=== Source extract ===
--

European free trade zone established in 1994

The European Economic Area (EEA) is an international agreement that extends the common market of the European Union to three non-EU states: Norway, Iceland, and Liechtenstein. The EEA was established on 1 January 1994 upon entry into force of the Agreement on the European Economic Area. Governed by European law, the area aims to enable free movement of persons, goods, services, and capital within the European common market, including the freedom to choose residence in any country within this area.

New members of the European Free Trade Association (EFTA) would not automatically become party to the EEA Agreement, as each EFTA state decides on its own whether it applies to be party to the EEA Agreement or not. According to Article 128 of the EEA Agreement, "any European State becoming a member of the Community shall, and the Swiss Confederation or any European State becoming a member of EFTA may, apply to become a party to this Agreement. It shall address its application to the EEA Council." The EFTA does not envisage political integration. It does not issue legislation, nor does it establish a customs union. The EEA Agreement does not include participation in the Schengen Area, although all four EFTA member states have joined Schengen through separate bilateral agreements with the EU.

The EEA Agreement is a commercial treaty and differs from the EU Treaties in certain key respects. According to Article 1 its purpose is to "promote a continuous and balanced strengthening of trade and economic relation". The EFTA members do not participate in the Common Agricultural Policy or the Common Fisheries Policy.

The right to free movement of persons between EEA member states and the relevant provisions on safeguard measures are identical to those applying between members of the EU. The right and rules applicable in all EEA member states, including those which are not members of the EU, are specified in Directive 2004/38/EC and in the EEA Agreement.

The EEA Agreement specifies that membership is open to member states either of the EU or of the EFTA. The EFTA states that are party to the EEA Agreement participate in the EU's internal market without being members of the EU or the European Union Customs Union. They adopt most EU legislation concerning the single market, with notable exclusions including laws regarding the Common Agricultural Policy and Common Fisheries Policy. The EEA's "decision-shaping" processes enable EEA EFTA member states to influence and contribute to new EEA policy and legislation from an early stage. Third country goods are excluded for these states on rules of origin.

When entering into force in 1994, the EEA parties were 17 states and two European Communities: the European Community, which was later absorbed into the EU's wider framework, and the now defunct European Coal and Steel Community. Membership has grown to 30 states as of 2020: 27 EU member states, as well as three of the four member states of the EFTA (Iceland, Liechtenstein and Norway). One EFTA member, Switzerland, has not joined the EEA, but has a set of bilateral sectoral agreements with the EU which allow it to participate in the internal market.

--

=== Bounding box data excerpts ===
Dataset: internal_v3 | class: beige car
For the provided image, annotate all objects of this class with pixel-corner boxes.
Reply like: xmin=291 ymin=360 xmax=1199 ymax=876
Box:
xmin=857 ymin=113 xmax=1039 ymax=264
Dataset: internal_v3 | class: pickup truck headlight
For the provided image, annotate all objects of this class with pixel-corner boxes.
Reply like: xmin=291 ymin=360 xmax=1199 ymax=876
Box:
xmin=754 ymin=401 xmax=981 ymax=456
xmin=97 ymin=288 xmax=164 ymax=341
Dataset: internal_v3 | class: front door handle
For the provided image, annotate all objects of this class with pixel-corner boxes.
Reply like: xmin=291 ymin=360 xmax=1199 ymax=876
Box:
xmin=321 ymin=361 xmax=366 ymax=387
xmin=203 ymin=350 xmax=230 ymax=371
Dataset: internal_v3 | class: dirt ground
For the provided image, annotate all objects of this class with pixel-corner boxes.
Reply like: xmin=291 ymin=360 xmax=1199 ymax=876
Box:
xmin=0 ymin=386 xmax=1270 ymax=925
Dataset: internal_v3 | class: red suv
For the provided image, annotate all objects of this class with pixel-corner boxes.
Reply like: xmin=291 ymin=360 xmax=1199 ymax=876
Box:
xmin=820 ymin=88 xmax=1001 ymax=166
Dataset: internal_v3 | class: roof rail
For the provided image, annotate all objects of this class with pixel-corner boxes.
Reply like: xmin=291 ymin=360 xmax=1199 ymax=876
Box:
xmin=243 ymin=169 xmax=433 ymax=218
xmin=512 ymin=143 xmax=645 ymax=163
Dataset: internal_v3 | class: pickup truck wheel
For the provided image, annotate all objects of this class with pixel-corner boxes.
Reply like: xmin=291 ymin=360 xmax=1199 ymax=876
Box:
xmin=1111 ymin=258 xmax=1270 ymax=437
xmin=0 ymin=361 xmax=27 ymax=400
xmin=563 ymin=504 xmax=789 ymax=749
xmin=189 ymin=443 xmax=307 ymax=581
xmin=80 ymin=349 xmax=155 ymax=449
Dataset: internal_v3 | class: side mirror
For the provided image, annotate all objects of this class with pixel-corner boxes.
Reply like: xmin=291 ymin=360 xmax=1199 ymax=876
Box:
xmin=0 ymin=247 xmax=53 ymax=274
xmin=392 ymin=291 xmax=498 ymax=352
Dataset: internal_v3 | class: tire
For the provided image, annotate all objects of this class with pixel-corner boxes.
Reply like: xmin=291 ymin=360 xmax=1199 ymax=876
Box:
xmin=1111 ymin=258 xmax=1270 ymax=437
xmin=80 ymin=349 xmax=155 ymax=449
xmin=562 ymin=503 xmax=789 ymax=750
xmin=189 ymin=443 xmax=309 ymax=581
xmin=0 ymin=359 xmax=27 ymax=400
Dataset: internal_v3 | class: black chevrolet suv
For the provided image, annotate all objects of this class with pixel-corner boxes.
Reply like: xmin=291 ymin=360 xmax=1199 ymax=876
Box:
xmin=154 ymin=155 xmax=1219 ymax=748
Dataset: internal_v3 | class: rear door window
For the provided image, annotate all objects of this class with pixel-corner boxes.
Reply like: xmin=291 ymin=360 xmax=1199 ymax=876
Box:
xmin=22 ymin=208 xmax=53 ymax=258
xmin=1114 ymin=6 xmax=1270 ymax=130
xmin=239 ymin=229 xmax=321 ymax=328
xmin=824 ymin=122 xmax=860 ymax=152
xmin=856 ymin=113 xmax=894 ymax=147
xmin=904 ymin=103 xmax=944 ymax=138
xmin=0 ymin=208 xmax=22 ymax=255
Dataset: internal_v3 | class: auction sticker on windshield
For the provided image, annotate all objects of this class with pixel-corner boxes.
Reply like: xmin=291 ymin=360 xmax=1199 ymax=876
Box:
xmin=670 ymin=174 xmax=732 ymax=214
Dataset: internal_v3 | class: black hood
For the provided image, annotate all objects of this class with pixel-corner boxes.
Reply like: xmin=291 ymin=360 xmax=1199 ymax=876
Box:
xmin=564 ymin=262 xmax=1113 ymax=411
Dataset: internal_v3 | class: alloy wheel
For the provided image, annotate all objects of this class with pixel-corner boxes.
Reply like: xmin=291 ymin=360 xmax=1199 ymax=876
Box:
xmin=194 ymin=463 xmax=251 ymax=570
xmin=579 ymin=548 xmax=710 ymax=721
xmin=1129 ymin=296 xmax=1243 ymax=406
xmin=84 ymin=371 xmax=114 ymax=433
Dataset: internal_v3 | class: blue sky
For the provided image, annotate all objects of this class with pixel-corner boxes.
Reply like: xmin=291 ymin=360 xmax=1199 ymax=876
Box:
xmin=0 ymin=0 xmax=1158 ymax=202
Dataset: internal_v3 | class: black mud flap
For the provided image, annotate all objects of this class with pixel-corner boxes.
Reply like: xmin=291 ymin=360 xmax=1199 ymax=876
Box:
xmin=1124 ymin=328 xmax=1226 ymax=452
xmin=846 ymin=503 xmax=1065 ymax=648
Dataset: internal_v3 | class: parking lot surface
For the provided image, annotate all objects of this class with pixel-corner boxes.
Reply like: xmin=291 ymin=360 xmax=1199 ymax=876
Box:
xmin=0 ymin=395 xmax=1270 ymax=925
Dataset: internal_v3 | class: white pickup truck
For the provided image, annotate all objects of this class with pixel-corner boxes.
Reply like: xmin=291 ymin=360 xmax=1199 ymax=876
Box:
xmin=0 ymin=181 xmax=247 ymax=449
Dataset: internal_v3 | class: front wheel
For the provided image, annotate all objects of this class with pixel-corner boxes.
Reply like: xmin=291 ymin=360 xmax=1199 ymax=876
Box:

--

=== Short exercise 1 ===
Can you rewrite the European Economic Area passage starting at "When entering into" and ending at "the internal market.", with "bilateral sectoral agreements" swapped for "bilateral trade agreements"?
=== Short exercise 2 ===
Could you shift the box coordinates in the listing by adding 97 to every one of them? Cover only the listing lines starting at the line containing "Dataset: internal_v3 | class: side mirror" and ending at the line containing "xmin=0 ymin=208 xmax=22 ymax=255", and reproduce all of those lines, including the requests, with only the coordinates changed.

=== Exercise answer 1 ===
When entering into force in 1994, the EEA parties were 17 states and two European Communities: the European Community, which was later absorbed into the EU's wider framework, and the now defunct European Coal and Steel Community. Membership has grown to 30 states as of 2020: 27 EU member states, as well as three of the four member states of the EFTA (Iceland, Liechtenstein and Norway). One EFTA member, Switzerland, has not joined the EEA, but has a set of bilateral trade agreements with the EU which allow it to participate in the internal market.

=== Exercise answer 2 ===
Dataset: internal_v3 | class: side mirror
For the provided image, annotate all objects of this class with pixel-corner boxes.
Reply like: xmin=291 ymin=360 xmax=1199 ymax=876
Box:
xmin=97 ymin=344 xmax=150 ymax=371
xmin=489 ymin=388 xmax=595 ymax=449
Dataset: internal_v3 | class: tire
For the provided image, annotate all objects of this class with pixel-corner boxes.
Reply like: xmin=291 ymin=360 xmax=1199 ymax=876
Box:
xmin=1208 ymin=355 xmax=1367 ymax=534
xmin=177 ymin=446 xmax=252 ymax=546
xmin=659 ymin=600 xmax=886 ymax=847
xmin=286 ymin=540 xmax=406 ymax=678
xmin=97 ymin=456 xmax=124 ymax=497
Dataset: internal_v3 | class: black chevrolet suv
For the provided image, annotate all objects of this class with pixel-corner boxes.
Reply like: xmin=291 ymin=360 xmax=1199 ymax=876
Box:
xmin=251 ymin=252 xmax=1316 ymax=845
Dataset: internal_v3 | class: rear door window
For the provided image, annotate all objects of this class with pixel-corner boxes.
Reply like: xmin=291 ymin=360 xmax=1199 ymax=876
Box:
xmin=119 ymin=305 xmax=150 ymax=355
xmin=1211 ymin=103 xmax=1367 ymax=227
xmin=336 ymin=326 xmax=418 ymax=425
xmin=921 ymin=219 xmax=957 ymax=249
xmin=953 ymin=210 xmax=991 ymax=244
xmin=1001 ymin=200 xmax=1041 ymax=235
xmin=97 ymin=305 xmax=119 ymax=352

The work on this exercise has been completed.